Traveling & Hiking in the SW #2:  Getting the Lay of the Land  (Spring 2011)


Ancient Routes

During our 10 years of cyclo-touring around and through Europe, we were constantly amazed by the frequency with which we traversed ancient roads. Once at the top of a mountain pass, we often learned that Bill’s relatively bike-friendly choice had been favored by the Romans--they too preferred lower elevations and more modest grades.

The Romans were no fools and though they had a fondness for building perfectly straight roads, they didn’t hesitate to incorporate the wisdom of old salt and amber routes into their massive road network. Splugen Pass, on the border between Switzerland and Italy, was our first major pass to summit in 2001 and it was an old salt route that became a Roman road. Some of our mountain passes through the Alps had been trade routes for 5000 years before we arrived.

We criss-crossed and traveled on Route 66.

Given our overseas experience, it was naive of us to be surprised when we discovered that the iconic Route 66 in the US southwest had a similar, though not quite as ancient, history as our favorite Alp’s passes.  Route 66‘s origins in the SW were traced to prehistoric Native American trails. Those trails no doubt also evolved to take advantage of some combination of water or salt availability and terrain features.

Beginning in 1857, these Native American trails provided the starting point for a wagon route surveyed roughly along the 35th parallel. The road was to be an all weather track for heavy wagons used by immigrants drawn west by the gold rush. Kind of like Hannibal testing the suitability of elephants during his crossing of the Alps, Lt Beale had an experimental Camel Corps for his surveying expedition in Arizona.

In the early 1900’s the well-worn wagon route, the Beale Wagon Road, became a highway, the Old Trails Highway.  It wasn’t officially named Highway 66 until the mid 1920’s. The 2,200 mile road connected Chicago with the Los Angeles though the segment through Arizona where we first encountered it was initially dirt and gravel. Not until the mid 1930’s was the entire route paved.

The Interstate Highway System mandated in the 1950’s by Eisenhower overlapped Route 66 in some places and bypassed it in others. Most of the history of this route only spans a couple hundred years, instead of the more typical several thousand years of the historical routes we followed in Europe.

Re-Calibrating the Time Line

Like in Europe, ancient routes were evident in the US but when looking for artifacts in the US we generally had to settle for old, not ancient. Boulder Dam on the Colorado River, now called Hoover Dam, is a huge regional tourist attraction. National Park sign boards in the area show photos from its construction in the 1930’s and tell tales of life ‘way back then’.  A canyon hike near the dam had us photo’ing the chassis of a wrecked truck as it was about as old of an object we expected to see in the area. It was impossible for us to date the relic other than to note that parts of the steel body were wrapped around wood framing.

==========

• Tasks:
A - Reproduce the ancient routes essay from "Given our overseas" to "expedition in Arizona.", replacing "immigrants" with "settlers".
B - Extend the ancient routes essay, picking up right after its final sentence.

Image region labeling entries:

==========

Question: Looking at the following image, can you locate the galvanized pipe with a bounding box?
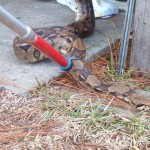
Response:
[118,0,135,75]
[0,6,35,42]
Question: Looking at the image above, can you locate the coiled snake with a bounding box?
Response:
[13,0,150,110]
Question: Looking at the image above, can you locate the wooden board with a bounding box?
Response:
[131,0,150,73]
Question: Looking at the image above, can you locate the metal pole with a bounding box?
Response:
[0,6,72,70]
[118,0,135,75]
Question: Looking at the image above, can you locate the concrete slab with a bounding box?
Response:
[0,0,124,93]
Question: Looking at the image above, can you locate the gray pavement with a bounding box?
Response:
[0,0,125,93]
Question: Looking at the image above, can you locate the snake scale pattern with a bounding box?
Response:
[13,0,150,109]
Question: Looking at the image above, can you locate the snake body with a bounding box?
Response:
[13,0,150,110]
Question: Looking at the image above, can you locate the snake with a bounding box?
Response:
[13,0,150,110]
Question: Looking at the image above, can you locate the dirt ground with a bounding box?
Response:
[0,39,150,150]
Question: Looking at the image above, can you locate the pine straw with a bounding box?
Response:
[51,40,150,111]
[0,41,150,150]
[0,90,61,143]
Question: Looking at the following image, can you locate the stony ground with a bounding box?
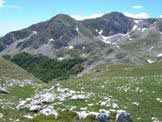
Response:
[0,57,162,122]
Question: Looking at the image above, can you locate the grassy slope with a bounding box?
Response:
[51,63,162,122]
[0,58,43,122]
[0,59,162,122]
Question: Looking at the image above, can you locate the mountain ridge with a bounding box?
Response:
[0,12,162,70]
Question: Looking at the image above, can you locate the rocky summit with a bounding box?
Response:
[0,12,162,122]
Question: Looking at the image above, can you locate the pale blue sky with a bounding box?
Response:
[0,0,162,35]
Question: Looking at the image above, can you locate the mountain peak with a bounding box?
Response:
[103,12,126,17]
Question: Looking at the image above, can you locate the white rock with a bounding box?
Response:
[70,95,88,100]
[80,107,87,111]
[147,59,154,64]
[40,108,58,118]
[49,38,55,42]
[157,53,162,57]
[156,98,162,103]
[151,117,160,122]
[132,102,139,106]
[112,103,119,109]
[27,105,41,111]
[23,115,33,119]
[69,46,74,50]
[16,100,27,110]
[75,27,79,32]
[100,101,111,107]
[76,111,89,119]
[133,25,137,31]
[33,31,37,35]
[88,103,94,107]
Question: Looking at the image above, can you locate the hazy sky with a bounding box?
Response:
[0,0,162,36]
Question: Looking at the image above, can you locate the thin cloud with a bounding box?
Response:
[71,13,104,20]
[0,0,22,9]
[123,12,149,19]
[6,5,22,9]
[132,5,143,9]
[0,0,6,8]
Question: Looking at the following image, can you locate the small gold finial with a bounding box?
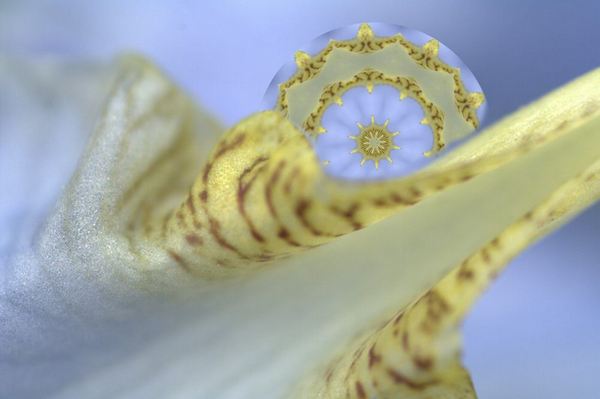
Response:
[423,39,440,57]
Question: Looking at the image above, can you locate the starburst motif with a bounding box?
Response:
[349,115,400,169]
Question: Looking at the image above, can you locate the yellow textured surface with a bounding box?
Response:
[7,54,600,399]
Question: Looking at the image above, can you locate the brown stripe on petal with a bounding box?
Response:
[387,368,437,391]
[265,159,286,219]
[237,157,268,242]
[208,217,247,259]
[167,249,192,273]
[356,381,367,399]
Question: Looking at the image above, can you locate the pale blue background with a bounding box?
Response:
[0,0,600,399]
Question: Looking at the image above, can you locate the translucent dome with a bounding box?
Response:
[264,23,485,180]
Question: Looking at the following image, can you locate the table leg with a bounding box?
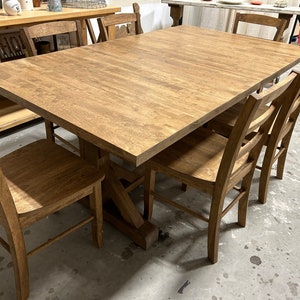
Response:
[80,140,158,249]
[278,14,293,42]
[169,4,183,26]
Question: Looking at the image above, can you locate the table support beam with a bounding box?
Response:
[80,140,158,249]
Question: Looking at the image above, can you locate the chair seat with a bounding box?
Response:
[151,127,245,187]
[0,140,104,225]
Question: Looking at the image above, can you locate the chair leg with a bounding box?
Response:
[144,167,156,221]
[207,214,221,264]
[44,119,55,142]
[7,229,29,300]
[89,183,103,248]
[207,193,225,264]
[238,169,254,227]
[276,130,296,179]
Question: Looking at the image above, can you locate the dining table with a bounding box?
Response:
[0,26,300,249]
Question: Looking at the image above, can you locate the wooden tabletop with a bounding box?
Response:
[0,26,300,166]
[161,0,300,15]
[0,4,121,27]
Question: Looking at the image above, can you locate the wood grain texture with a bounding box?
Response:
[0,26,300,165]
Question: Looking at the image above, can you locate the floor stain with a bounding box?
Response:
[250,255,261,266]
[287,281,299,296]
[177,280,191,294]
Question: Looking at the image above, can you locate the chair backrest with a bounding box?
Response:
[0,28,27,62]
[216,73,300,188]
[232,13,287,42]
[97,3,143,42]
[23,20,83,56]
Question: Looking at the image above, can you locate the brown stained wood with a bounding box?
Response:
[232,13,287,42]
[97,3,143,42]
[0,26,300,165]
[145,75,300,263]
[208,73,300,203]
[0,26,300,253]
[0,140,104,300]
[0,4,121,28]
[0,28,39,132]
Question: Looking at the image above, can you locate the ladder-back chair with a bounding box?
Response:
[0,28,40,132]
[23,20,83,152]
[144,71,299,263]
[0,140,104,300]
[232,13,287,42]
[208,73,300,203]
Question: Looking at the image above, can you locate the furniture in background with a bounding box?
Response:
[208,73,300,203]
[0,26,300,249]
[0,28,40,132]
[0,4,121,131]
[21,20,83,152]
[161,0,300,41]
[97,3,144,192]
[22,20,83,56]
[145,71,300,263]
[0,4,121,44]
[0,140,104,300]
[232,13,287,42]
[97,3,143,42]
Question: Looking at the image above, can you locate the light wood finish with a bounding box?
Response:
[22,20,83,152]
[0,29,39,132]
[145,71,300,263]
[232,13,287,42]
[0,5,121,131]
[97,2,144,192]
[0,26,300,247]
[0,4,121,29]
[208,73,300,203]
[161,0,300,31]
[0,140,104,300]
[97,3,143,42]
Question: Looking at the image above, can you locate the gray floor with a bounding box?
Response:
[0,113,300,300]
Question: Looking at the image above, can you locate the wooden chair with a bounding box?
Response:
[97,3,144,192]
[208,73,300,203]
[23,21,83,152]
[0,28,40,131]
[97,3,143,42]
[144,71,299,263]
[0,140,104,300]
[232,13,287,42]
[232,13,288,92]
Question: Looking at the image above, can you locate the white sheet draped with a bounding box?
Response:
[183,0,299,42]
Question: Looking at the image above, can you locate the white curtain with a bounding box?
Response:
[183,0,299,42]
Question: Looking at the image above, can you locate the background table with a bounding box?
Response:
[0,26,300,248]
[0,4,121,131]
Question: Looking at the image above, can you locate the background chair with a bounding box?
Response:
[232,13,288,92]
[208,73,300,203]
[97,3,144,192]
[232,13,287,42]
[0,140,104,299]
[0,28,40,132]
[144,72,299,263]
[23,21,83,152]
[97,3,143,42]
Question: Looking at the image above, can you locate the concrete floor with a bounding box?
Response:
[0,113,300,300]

==========

• Task-by-task answers:
A -
Given our overseas experience, it was naive of us to be surprised when we discovered that the iconic Route 66 in the US southwest had a similar, though not quite as ancient, history as our favorite Alp’s passes.  Route 66‘s origins in the SW were traced to prehistoric Native American trails. Those trails no doubt also evolved to take advantage of some combination of water or salt availability and terrain features.

Beginning in 1857, these Native American trails provided the starting point for a wagon route surveyed roughly along the 35th parallel. The road was to be an all weather track for heavy wagons used by settlers drawn west by the gold rush. Kind of like Hannibal testing the suitability of elephants during his crossing of the Alps, Lt Beale had an experimental Camel Corps for his surveying expedition in Arizona.

B -
“Ancient” finds: remnants of a wood-framed auto in a ravine.

Tracing the public works projects of the CCC, Civilian Conservation Corps, that existed from 1933-1942 became an unexpected historical theme for our journey.  The wilderness trails and lodges they built were still evident in a number of National Parks and Monuments that we visited. One CCC camp no longer in existence near Roper Lake, Arizona even housed German POW’s during WWII. We were speechless as we tried to imagine what the Germans thought when they stepped on to the ground of the desolate southwest for the first time.

We chuckled at the sense of history when visiting El Morro in New Mexico, which is a stunning rock outcropping with an oasis-like pool at its base--a pool that drew generations of travelers to its refreshing waters. Petroglyphs, carvings in rocks, were one of the main attractions a visitor to El Morro pays to see but some of the “petroglyphs” were from 1906. Indeed, they did have some symbolic petroglyphs done by native people “several centuries ago” but the big play was given to those “I was here” etchings by the Spanish in the 1600’s and the westward-ho pioneers in the 1860’s.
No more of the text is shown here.